— Direction —
Identify every line in the data below that contains the word "smiling" and copy each of those lines in full.

— Materials provided —

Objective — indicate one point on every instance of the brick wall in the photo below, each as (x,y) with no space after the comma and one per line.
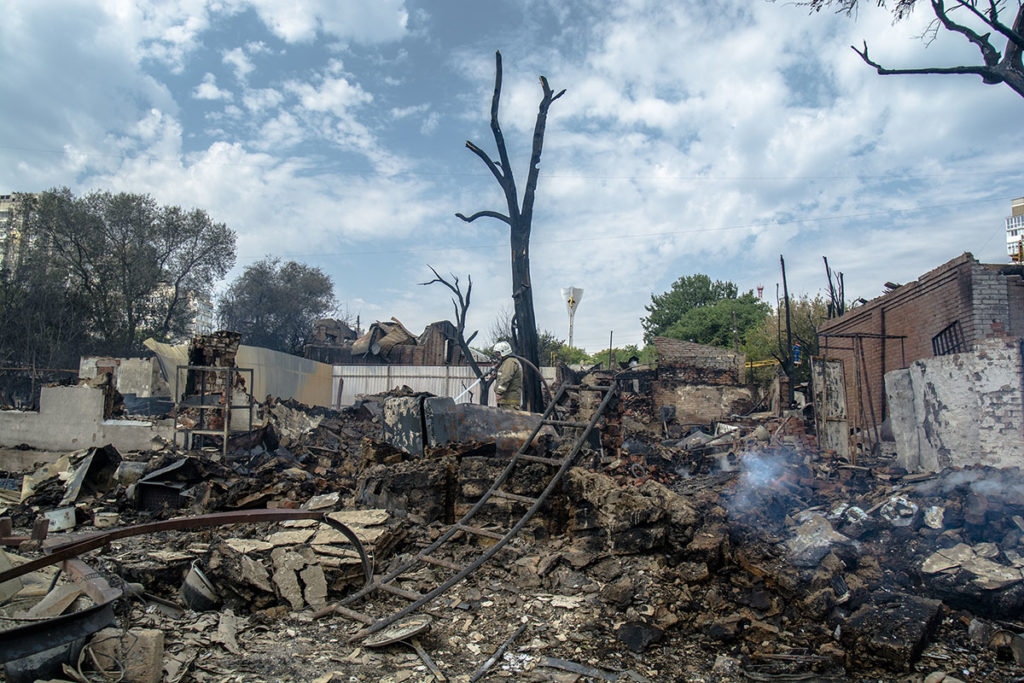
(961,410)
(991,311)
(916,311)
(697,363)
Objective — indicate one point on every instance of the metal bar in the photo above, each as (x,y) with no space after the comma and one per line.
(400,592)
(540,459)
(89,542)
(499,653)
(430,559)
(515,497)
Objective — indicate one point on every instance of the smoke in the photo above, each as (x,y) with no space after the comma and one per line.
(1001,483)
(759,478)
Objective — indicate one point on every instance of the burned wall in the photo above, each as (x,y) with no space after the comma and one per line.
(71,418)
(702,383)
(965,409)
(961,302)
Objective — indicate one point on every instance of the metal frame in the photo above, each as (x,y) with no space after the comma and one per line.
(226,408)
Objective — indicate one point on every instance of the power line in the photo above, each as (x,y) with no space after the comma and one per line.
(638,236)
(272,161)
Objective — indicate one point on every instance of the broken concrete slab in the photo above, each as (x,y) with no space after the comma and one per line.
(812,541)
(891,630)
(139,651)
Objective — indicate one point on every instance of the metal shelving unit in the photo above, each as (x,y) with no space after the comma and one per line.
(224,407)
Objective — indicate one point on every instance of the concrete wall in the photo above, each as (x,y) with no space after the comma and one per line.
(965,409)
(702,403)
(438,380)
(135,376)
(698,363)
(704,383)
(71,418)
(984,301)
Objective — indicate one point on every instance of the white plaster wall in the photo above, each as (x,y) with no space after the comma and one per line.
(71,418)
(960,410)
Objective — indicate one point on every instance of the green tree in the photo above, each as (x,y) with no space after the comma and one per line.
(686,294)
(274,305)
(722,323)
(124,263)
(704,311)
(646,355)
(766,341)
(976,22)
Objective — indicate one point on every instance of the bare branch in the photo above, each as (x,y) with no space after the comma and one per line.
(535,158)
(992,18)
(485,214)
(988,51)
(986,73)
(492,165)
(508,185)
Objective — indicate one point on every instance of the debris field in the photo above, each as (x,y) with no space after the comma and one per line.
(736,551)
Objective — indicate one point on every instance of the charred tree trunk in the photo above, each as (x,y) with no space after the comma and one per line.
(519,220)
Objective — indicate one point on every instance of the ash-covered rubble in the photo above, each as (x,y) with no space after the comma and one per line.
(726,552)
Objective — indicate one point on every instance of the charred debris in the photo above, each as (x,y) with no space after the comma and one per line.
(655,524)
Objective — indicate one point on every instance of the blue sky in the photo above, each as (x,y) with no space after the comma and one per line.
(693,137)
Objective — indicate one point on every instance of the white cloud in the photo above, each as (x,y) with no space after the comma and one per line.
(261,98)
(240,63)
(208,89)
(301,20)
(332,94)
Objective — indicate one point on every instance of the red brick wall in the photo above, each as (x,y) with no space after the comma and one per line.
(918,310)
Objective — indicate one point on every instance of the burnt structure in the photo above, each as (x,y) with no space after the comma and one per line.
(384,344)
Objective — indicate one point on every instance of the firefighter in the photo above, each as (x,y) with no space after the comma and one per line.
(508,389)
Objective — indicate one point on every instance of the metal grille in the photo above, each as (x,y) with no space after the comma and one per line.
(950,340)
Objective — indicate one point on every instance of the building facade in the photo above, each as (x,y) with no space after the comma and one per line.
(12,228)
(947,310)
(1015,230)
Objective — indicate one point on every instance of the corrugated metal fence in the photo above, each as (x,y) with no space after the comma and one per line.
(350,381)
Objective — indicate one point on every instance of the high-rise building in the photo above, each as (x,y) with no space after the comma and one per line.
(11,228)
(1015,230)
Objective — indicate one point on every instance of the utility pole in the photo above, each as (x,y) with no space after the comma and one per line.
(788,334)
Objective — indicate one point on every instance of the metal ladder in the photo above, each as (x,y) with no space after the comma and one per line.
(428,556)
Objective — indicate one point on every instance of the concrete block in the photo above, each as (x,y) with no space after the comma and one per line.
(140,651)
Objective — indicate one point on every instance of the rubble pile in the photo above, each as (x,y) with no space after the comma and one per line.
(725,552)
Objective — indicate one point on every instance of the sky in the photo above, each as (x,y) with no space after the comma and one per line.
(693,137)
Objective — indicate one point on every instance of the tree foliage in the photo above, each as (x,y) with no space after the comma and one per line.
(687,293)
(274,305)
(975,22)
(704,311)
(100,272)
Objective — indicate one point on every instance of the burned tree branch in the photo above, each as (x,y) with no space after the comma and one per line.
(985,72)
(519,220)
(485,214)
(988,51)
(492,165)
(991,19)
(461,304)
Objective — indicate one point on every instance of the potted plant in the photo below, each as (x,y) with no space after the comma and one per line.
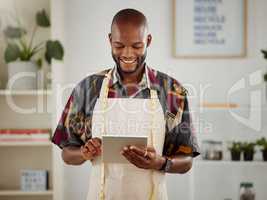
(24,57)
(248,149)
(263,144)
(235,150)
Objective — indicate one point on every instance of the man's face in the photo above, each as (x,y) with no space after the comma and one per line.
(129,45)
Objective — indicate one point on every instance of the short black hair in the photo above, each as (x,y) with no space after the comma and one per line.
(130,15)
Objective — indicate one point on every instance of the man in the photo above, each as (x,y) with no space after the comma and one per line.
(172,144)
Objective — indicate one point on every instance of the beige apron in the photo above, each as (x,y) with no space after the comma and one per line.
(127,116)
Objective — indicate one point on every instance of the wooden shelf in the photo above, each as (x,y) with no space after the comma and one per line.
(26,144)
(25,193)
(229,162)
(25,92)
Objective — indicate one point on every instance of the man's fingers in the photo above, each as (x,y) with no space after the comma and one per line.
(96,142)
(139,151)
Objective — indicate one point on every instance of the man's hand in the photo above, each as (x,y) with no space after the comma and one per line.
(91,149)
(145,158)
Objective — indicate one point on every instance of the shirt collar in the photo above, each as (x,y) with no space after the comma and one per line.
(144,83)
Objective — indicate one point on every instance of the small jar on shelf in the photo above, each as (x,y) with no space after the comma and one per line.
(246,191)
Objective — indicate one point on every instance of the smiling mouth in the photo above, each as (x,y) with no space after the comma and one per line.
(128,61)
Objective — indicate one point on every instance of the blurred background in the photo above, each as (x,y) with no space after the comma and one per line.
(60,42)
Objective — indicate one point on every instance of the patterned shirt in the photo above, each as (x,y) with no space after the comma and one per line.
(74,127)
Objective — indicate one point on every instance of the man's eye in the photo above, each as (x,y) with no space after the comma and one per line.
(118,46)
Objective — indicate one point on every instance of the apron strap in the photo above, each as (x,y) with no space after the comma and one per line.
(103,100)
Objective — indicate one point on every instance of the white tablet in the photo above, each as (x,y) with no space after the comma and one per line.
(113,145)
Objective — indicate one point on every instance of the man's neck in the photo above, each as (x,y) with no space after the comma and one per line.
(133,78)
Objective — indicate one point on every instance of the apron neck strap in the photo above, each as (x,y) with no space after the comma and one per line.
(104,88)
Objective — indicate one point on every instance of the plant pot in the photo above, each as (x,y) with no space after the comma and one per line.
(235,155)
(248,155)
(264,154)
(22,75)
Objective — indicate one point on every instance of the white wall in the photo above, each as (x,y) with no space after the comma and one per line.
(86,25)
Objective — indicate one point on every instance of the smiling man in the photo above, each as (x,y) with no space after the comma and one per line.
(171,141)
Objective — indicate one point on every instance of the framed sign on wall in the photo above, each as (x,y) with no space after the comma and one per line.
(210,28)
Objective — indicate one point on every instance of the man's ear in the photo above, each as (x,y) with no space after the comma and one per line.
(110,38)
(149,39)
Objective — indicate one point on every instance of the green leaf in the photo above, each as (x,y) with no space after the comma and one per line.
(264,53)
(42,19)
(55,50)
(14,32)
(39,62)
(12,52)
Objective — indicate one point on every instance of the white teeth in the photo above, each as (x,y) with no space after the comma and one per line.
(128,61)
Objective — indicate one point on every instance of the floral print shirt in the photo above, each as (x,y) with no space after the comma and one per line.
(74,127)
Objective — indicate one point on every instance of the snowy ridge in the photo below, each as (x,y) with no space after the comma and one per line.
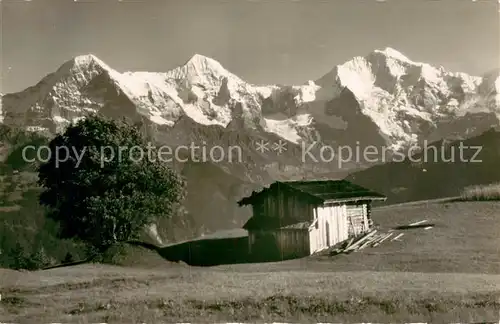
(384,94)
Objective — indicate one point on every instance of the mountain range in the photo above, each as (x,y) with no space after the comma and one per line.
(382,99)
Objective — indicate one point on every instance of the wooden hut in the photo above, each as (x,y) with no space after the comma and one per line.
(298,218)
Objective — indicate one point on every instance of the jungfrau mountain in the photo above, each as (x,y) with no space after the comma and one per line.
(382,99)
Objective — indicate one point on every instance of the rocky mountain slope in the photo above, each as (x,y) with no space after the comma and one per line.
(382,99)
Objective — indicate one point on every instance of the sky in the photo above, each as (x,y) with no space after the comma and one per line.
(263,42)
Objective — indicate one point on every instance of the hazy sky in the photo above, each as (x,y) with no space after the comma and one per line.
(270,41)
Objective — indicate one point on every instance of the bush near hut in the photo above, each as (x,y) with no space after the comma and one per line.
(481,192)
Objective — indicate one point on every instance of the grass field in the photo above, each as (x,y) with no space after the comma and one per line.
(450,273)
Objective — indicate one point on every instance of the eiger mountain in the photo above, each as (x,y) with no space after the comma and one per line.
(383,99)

==

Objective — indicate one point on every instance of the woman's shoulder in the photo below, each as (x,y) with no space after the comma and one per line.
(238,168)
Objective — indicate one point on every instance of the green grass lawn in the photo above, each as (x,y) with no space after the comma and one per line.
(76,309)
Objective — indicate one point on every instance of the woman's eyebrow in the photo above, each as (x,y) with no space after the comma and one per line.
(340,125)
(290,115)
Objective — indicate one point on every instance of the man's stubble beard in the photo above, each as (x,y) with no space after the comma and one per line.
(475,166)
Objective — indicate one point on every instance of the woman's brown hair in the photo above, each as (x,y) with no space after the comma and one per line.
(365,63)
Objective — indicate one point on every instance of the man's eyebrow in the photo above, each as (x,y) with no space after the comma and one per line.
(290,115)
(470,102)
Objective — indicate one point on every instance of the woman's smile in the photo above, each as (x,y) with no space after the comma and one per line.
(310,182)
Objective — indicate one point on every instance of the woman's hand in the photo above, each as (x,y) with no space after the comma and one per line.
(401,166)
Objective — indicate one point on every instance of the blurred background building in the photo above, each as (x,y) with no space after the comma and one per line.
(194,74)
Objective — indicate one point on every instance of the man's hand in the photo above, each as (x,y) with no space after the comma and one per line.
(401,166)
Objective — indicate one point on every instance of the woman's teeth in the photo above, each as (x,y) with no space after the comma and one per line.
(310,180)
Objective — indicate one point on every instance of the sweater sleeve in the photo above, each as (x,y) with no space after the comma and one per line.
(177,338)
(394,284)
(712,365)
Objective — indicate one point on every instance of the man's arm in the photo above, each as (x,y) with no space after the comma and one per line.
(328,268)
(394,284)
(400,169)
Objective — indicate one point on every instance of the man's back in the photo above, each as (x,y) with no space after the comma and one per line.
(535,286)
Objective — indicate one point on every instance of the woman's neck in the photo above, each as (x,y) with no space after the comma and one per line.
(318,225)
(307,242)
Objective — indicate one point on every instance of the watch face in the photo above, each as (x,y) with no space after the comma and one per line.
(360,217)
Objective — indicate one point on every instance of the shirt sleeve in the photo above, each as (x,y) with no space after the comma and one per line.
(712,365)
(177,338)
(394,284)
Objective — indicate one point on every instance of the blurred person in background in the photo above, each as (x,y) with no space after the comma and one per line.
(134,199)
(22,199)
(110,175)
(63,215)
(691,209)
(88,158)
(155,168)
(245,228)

--

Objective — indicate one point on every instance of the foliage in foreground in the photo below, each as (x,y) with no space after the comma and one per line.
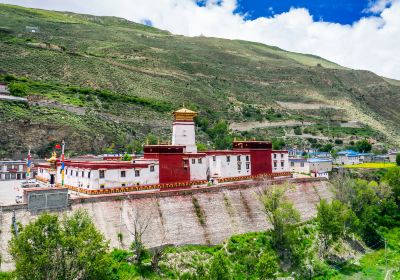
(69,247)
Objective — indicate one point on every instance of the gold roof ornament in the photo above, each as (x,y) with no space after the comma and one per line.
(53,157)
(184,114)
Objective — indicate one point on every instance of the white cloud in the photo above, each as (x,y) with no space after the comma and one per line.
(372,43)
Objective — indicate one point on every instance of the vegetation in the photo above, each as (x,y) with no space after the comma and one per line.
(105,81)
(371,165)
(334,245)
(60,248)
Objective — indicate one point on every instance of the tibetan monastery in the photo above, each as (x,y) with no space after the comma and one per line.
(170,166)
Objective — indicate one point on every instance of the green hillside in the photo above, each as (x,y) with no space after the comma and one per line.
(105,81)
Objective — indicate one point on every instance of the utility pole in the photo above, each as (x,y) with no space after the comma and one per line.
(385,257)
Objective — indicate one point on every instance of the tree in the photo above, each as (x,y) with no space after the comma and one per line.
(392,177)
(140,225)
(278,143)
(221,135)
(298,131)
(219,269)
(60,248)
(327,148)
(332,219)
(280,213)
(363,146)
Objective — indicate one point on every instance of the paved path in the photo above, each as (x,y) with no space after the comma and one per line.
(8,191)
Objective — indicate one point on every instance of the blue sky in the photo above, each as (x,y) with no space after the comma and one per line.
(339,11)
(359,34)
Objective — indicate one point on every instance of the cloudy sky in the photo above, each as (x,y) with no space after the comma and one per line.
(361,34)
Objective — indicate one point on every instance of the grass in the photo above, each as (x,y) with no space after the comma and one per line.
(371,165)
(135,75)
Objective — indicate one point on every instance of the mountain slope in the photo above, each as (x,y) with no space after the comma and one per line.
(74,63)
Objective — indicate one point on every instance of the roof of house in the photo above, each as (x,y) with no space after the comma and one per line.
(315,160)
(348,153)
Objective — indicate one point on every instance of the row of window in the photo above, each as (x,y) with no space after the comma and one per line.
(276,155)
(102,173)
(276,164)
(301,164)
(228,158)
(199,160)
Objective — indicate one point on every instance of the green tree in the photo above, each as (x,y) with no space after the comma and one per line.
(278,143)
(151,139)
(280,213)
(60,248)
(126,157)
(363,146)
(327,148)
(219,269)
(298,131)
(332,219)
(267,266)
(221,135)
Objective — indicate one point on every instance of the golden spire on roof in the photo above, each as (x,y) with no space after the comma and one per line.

— Finished exercise —
Objective — indicate one point on every instance of the smiling mouth in the photo above, each as (x,y) with no space after the comma and one per line.
Objective — indicate one point on every instance of the smiling man in the photo above, each as (x,y) with no space after the comma and one per line.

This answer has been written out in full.